▸ **Your task**: Return every line in the rows below that contains the string "Query". Case counts when matching.

▸ **Data in this exercise**:
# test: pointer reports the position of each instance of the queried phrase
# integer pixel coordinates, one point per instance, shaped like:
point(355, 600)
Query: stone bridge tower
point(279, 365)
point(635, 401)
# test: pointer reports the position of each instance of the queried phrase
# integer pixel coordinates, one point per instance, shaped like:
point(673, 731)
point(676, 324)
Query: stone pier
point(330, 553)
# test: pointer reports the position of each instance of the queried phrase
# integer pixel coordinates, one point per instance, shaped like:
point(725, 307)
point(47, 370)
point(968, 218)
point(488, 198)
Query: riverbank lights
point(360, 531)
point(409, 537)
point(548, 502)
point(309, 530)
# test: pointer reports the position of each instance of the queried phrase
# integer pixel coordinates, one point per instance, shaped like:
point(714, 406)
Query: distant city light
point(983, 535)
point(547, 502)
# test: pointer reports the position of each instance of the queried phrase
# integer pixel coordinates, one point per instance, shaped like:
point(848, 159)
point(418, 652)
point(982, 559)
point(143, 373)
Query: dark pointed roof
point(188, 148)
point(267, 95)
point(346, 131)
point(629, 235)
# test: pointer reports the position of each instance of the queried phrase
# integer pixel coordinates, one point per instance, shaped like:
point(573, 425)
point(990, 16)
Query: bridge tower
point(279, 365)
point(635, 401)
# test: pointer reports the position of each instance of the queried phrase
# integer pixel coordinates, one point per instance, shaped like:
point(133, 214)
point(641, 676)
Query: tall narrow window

--

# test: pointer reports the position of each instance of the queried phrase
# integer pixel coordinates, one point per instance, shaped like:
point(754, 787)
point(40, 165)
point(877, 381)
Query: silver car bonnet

▸ **Worked answer**:
Query: stone bridge tower
Query: stone pier
Query: riverbank lights
Query: distant city light
Query: dark pointed roof
Query: bridge tower
Query: tall narrow window
Query: silver car bonnet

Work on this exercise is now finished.